PROBLEM STATEMENT —
Copy the lines below that contain "with".

DATA EXTRACT —
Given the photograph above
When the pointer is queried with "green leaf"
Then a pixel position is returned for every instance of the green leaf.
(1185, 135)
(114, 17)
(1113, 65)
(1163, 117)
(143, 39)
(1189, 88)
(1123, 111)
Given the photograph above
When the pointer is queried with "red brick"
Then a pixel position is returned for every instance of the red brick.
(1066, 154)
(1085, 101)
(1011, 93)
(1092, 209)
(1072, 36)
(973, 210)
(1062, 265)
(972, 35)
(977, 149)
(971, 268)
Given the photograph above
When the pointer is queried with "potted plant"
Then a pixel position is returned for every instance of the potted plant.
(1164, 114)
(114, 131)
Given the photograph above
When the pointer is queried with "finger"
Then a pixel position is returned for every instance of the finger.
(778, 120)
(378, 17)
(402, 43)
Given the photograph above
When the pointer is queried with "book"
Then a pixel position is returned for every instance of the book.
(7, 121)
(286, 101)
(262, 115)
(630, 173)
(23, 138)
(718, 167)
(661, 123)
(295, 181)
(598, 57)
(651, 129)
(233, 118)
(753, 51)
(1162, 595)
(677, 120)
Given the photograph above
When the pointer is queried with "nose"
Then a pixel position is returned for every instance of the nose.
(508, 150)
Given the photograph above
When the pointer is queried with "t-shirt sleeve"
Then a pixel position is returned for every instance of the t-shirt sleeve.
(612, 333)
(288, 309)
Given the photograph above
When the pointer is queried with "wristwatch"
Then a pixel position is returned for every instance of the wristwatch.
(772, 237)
---
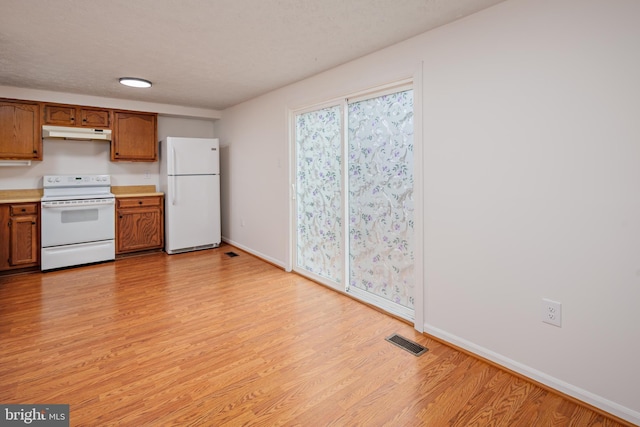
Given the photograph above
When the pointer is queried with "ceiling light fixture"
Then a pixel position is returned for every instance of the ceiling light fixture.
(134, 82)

RESULT OF THIS TASK —
When the pointer is queried with "green leaf"
When the pointer is queried with "red brick"
When the pointer is queried with "potted plant"
When the pointer is queried with "finger"
When the pointer is queried with "book"
When the pointer is queried with "nose"
When the pointer is queried with "t-shirt sleeve"
When the pointer is queried with "wristwatch"
When the pointer is queried with "ceiling light fixture"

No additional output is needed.